- EXERCISE REQUIREMENTS -
From top to bottom, each entry below must be reproduced exactly.

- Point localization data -
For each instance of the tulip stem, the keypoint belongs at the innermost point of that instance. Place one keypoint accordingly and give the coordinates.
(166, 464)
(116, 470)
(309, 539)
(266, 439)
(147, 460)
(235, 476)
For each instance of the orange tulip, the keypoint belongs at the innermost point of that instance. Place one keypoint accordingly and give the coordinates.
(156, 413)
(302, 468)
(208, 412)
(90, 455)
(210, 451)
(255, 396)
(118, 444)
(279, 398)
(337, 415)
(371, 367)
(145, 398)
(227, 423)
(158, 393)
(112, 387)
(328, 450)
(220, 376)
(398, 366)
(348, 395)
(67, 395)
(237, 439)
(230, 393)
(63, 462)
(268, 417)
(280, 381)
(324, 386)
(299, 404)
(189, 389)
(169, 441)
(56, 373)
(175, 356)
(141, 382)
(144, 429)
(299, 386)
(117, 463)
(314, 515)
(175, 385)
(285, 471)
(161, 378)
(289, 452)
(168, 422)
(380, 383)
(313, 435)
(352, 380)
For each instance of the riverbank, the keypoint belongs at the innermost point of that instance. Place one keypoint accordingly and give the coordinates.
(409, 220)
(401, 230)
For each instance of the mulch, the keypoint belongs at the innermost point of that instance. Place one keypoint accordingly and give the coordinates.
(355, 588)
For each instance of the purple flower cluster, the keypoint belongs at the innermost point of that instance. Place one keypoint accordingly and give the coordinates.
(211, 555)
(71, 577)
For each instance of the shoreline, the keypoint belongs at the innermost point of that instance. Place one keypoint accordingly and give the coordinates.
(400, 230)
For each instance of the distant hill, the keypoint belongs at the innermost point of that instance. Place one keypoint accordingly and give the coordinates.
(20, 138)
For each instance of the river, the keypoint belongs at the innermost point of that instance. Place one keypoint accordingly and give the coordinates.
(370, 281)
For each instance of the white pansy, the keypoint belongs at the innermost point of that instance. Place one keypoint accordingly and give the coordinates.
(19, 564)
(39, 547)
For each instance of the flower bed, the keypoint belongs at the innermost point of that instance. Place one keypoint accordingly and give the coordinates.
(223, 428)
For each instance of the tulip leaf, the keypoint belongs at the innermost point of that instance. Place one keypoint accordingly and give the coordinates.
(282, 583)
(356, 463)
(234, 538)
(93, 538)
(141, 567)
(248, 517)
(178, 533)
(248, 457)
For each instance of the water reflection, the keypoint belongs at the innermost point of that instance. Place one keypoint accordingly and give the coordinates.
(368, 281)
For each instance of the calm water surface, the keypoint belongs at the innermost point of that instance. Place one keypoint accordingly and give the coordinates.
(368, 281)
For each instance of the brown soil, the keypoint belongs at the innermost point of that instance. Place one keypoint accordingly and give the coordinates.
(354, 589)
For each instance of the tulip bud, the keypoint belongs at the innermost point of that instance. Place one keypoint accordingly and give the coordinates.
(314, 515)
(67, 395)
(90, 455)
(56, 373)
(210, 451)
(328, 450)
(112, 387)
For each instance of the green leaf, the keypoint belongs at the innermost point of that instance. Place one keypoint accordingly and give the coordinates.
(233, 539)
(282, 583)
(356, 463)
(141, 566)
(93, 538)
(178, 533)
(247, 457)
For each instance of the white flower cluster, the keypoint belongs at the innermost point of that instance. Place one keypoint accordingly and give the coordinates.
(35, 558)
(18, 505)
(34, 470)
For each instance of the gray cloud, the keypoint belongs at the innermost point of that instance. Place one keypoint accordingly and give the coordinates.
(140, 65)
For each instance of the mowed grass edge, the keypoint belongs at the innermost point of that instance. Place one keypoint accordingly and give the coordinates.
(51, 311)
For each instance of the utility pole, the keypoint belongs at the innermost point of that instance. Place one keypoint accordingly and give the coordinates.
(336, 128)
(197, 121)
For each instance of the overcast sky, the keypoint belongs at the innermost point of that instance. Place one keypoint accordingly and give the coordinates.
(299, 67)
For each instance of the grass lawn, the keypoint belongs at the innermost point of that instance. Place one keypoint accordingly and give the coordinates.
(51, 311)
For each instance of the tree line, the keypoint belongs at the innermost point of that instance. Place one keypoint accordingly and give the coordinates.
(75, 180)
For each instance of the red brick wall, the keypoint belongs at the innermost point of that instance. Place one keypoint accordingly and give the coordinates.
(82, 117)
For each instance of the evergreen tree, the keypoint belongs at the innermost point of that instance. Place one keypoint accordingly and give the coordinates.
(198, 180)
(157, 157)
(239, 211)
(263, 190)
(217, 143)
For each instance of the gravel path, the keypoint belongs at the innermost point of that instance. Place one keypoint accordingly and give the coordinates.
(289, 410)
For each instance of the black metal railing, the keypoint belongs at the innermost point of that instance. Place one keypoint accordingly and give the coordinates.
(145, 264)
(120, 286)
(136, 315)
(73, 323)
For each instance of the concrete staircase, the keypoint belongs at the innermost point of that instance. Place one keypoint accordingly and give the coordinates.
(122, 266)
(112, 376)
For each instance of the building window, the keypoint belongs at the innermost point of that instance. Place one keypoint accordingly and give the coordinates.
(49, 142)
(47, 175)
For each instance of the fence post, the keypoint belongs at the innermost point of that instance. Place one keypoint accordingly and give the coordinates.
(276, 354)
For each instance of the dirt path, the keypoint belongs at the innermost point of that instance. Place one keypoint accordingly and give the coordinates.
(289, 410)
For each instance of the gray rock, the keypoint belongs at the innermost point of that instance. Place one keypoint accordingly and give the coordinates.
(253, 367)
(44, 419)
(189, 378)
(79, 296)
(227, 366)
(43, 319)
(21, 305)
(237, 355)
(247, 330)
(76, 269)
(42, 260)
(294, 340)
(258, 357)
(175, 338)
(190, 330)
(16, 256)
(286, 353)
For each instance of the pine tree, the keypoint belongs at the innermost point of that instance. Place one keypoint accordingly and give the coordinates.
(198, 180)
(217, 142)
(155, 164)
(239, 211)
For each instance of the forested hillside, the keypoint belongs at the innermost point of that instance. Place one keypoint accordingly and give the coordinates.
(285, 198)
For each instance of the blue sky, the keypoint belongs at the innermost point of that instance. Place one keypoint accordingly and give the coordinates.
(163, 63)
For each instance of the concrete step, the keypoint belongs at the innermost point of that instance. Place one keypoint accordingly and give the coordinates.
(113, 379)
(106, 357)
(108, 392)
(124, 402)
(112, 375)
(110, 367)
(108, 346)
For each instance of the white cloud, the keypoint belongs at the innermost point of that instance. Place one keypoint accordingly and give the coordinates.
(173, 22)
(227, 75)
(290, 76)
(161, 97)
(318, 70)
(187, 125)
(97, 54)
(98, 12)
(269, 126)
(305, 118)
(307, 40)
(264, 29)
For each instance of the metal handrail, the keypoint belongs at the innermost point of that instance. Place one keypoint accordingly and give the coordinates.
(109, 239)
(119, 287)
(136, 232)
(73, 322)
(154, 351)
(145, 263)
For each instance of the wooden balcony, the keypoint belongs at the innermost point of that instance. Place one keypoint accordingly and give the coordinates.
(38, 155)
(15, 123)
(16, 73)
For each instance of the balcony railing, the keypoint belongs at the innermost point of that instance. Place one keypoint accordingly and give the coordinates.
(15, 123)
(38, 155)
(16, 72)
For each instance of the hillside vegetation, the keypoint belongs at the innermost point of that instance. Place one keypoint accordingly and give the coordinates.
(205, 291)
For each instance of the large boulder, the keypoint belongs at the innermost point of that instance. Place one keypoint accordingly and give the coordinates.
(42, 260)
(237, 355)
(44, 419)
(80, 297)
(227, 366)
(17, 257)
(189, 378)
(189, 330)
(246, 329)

- WRITTEN ANSWER -
For each instance of the tulip stem, the keypoint belongs at the innermost point of that instance. Place one keypoint accordingly and give the coordinates.
(166, 464)
(116, 470)
(309, 539)
(266, 439)
(147, 460)
(235, 476)
For each instance of the orange tulip, the keypoint belongs at the innermost point of that instance. Place one keypoint accordingly and give the coordinates.
(156, 413)
(302, 468)
(208, 412)
(90, 455)
(210, 451)
(255, 396)
(118, 444)
(279, 398)
(337, 415)
(371, 367)
(145, 398)
(227, 423)
(158, 393)
(112, 387)
(328, 450)
(220, 376)
(398, 366)
(348, 395)
(67, 395)
(237, 439)
(230, 393)
(63, 462)
(268, 417)
(280, 381)
(324, 386)
(299, 404)
(189, 389)
(169, 441)
(56, 373)
(175, 356)
(141, 382)
(144, 429)
(299, 386)
(117, 463)
(314, 515)
(175, 385)
(285, 471)
(161, 378)
(289, 452)
(168, 422)
(380, 383)
(313, 435)
(352, 380)
For each instance of the riverbank, the keypoint belongs at the innermost point of that instance. Place one keypoint accordingly and give the coordinates.
(409, 220)
(401, 230)
For each instance of the mulch, the keypoint belongs at the innermost point of that instance. Place one keypoint accordingly and give the coordinates.
(355, 588)
For each instance of the purple flower cluster, the keypoint belongs at the innermost point of that instance. Place one keypoint accordingly and give the coordinates.
(211, 555)
(71, 577)
For each instance of the shoreline, the keypoint belongs at the innermost point of that instance. Place one keypoint accordingly and give the coordinates.
(400, 230)
For each instance of the distant hill, the keypoint belongs at the innermost point of that instance. Place one keypoint accordingly and give the coordinates.
(20, 138)
For each instance of the river, the keypoint belongs at the innermost point of that instance. Place one keypoint accordingly and give the coordinates.
(370, 281)
For each instance of the white pansy, the keypoint belongs at the innermost point of that instance. Place one keypoint accordingly and give the coordinates.
(19, 564)
(39, 547)
For each instance of the flower bed, the keypoint belongs at the innermost point of that instance. Place one keypoint accordingly and give the coordinates.
(223, 428)
For each instance of the tulip leaf, the keypoint belongs at the innermost point of that instance. Place one keypoint accordingly and give the coordinates.
(282, 583)
(356, 463)
(234, 538)
(93, 538)
(141, 567)
(248, 517)
(178, 533)
(248, 457)
For each instance of the water reflection, the keypoint belongs at the innermost point of that instance. Place one keypoint accordingly and give the coordinates.
(368, 281)
For each instance of the calm water surface, the keypoint belongs at the innermost point of that instance. Place one keypoint accordingly and give the coordinates.
(368, 281)
For each instance of the brown soil, the keypoint belongs at the innermost point of that instance. Place one keypoint accordingly and give the coordinates.
(354, 589)
For each instance of the tulip bud, the keypoint belongs at the innermost point of that instance. Place one keypoint accordingly and give the coordinates.
(314, 515)
(67, 395)
(90, 455)
(56, 373)
(210, 451)
(328, 450)
(112, 387)
For each instance of the green leaf, the keypoint belongs at the innermost point of that instance. Place one keypoint accordingly and give the coordinates.
(233, 539)
(282, 583)
(356, 463)
(141, 566)
(93, 538)
(178, 533)
(247, 457)
For each instance of the white flower cluster, the keypoint belongs at the innermost point of that instance. Place one keypoint accordingly and give the coordinates.
(35, 558)
(18, 505)
(34, 470)
For each instance of the gray cloud, the keypoint belongs at the innermost point of that instance. Place one keypoint accordingly and give the coordinates.
(140, 65)
For each instance of the mowed grass edge, the keypoint belongs at the innermost point of that instance. Place one keypoint accordingly and give the coordinates.
(51, 311)
For each instance of the utility pole, the keypoint belongs at the innermost point of that instance. Place one keypoint accordingly and give the coordinates.
(336, 128)
(197, 121)
For each instance of the overcast sky, the keypoint belongs at the innermost point of that instance. Place one keypoint accordingly and give the coordinates.
(299, 67)
For each instance of the grass lawn, the keypoint belongs at the innermost point of that instance. Place one keypoint accordingly and give the coordinates.
(51, 311)
For each instance of the tree line, the keypoint belongs at the innermost point of that instance. Place one keypoint accordingly and give the coordinates.
(75, 180)
For each instance of the red brick wall, the keypoint belongs at the innermost point of that instance. Place one keypoint accordingly and give the coordinates.
(82, 117)
For each instance of the evergreen tree, the keypoint belongs at the innermost point of that instance. Place one keypoint accordingly and give the coordinates.
(198, 180)
(157, 157)
(239, 211)
(263, 190)
(217, 143)
For each instance of the gravel path, the keypoint belongs at the innermost point of that instance. Place one keypoint accordingly and give the coordinates.
(289, 410)
For each instance of the black metal railing, the keypoint belongs at the innermost point of that instance. Place one keypoint accordingly and give the coordinates.
(145, 264)
(120, 286)
(136, 315)
(73, 323)
For each instance of the concrete staircase, the keypoint belongs at the innermost point of that instance. Place one keypoint accordingly and give the coordinates.
(122, 266)
(112, 376)
For each instance of the building window, the keypoint belongs at the innermost point of that instance. Place one keypoint accordingly and give the coordinates.
(49, 142)
(47, 175)
For each instance of the fence post, the keypoint belongs at the innermost point of that instance. Place one keypoint accordingly and give the coordinates.
(276, 354)
For each instance of the dirt path, the keypoint belongs at the innermost point of that instance. Place one keypoint accordingly and give the coordinates.
(289, 410)
For each instance of the gray rock, the keypoint belongs at the innermost point of that instance. Place one keypoint accordingly and give the coordinates.
(253, 367)
(44, 419)
(189, 378)
(79, 296)
(227, 366)
(43, 319)
(21, 305)
(237, 355)
(247, 330)
(76, 269)
(42, 260)
(294, 340)
(258, 357)
(175, 338)
(190, 330)
(16, 256)
(286, 353)
For each instance of the pine tree, the keypoint belongs at the innermost point of that instance. Place one keypoint accordingly and give the coordinates.
(198, 180)
(217, 142)
(155, 164)
(239, 211)
For each instance of the forested hillside, the keypoint belongs at the innermost point of that instance. Place one keypoint accordingly and give the coordinates.
(285, 198)
For each instance of the blue sky, the keypoint belongs at the innermost point of that instance. Place one keypoint accordingly and give the coordinates.
(163, 63)
For each instance of the concrete step, the keypoint belongs at the innermost point of that instance. Place one keypoint accordingly and give the coordinates.
(113, 379)
(106, 357)
(108, 392)
(124, 402)
(112, 375)
(110, 367)
(108, 346)
For each instance of the white cloud, the keypoint belongs at the innermost point of that instance. Place one keypoint accordingly and give the coordinates.
(173, 22)
(227, 75)
(290, 76)
(161, 97)
(318, 70)
(187, 125)
(97, 54)
(98, 12)
(269, 126)
(305, 118)
(307, 40)
(264, 29)
For each instance of the metal handrail, the keypoint belongs at the innermost point of that instance. Place one keypoint accordingly and give the coordinates.
(109, 239)
(119, 287)
(136, 232)
(73, 322)
(154, 351)
(145, 263)
For each instance of the wooden balcony, the keypoint belongs at the innermost point of that instance. Place one keypoint accordingly and give the coordinates.
(38, 155)
(15, 123)
(16, 73)
For each instance of the balcony railing, the keypoint belongs at the innermost point of that instance. Place one keypoint accordingly and give the coordinates.
(15, 123)
(38, 155)
(16, 72)
For each instance of the hillside vegetation, the keypoint belongs at the innermost point of that instance. Place one keypoint accordingly and give the coordinates.
(205, 291)
For each instance of the large boulder, the keypoint belongs at the innermost point of that instance. Place one keypoint accordingly and give the coordinates.
(42, 260)
(237, 355)
(44, 419)
(80, 297)
(227, 366)
(17, 257)
(189, 378)
(189, 330)
(246, 329)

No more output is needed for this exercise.